DATA IN THIS EXERCISE »

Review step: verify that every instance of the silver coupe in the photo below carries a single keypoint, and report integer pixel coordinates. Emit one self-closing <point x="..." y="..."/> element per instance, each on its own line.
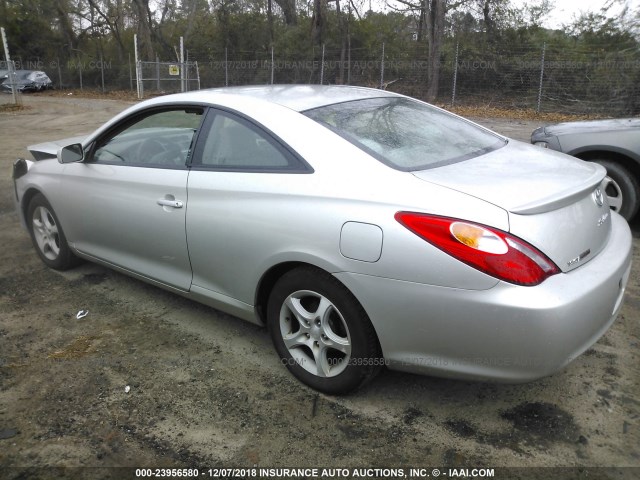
<point x="363" y="228"/>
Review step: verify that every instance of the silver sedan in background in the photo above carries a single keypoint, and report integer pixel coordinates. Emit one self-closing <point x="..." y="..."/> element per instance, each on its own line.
<point x="362" y="227"/>
<point x="613" y="143"/>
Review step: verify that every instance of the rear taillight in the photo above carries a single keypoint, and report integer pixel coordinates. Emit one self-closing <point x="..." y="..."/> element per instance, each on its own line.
<point x="489" y="250"/>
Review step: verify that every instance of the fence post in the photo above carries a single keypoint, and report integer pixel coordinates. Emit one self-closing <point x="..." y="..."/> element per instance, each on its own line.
<point x="102" y="72"/>
<point x="182" y="64"/>
<point x="544" y="48"/>
<point x="455" y="77"/>
<point x="349" y="57"/>
<point x="322" y="66"/>
<point x="157" y="73"/>
<point x="10" y="67"/>
<point x="59" y="73"/>
<point x="382" y="69"/>
<point x="130" y="73"/>
<point x="226" y="68"/>
<point x="135" y="49"/>
<point x="80" y="71"/>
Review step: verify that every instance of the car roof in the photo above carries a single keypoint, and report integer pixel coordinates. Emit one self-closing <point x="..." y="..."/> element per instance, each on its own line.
<point x="295" y="97"/>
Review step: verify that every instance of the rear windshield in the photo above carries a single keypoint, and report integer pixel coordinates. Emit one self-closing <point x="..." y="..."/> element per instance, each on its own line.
<point x="406" y="134"/>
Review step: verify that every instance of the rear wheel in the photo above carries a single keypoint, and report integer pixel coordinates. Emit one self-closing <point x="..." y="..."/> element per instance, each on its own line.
<point x="321" y="332"/>
<point x="621" y="188"/>
<point x="47" y="235"/>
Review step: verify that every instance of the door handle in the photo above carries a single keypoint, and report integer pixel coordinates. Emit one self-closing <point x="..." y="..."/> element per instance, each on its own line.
<point x="163" y="202"/>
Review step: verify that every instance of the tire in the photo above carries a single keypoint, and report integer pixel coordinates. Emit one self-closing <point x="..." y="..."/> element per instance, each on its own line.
<point x="321" y="332"/>
<point x="47" y="235"/>
<point x="622" y="189"/>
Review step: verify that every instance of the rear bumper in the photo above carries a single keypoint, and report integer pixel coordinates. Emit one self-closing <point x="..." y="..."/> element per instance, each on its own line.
<point x="508" y="333"/>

PROBLEM »
Give the lines exactly as they stand, from the line with "Review step: verify that every instance of the rear windshield" through the end of the material.

SOLUTION BELOW »
Review step: verify that every instance of the rear windshield in the photo above carries a single keypoint, and report integer pixel coordinates. Emit one self-closing <point x="..." y="..."/> element per instance, each on its own line.
<point x="406" y="134"/>
Review step: verify that every instance of the rear wheel in the photo above carries a single keypoint, and report integer pixel coordinates. Emit one self-closing <point x="..." y="..."/> element per instance, each on its own line.
<point x="321" y="332"/>
<point x="621" y="188"/>
<point x="47" y="235"/>
Review step: verify that every instance of the door handle in the photo above carries a single keypoint, and report integer pixel coordinates. Emit one self-closing <point x="..." y="..."/> element per instance, each on its own line.
<point x="163" y="202"/>
Review step: verify that every instance of the tire in the photo above carries a single keypoint, and report integer pixel coordinates. Emit one self-closing <point x="..." y="..."/> element per instance, each on its own line.
<point x="321" y="332"/>
<point x="47" y="235"/>
<point x="622" y="189"/>
Review step: verify that every instance of the rear bumper in the photo above carries a single keypoint, and report integer pixel coordinates. Emit one self-closing <point x="..." y="..."/> element per instance, each on its own line.
<point x="508" y="333"/>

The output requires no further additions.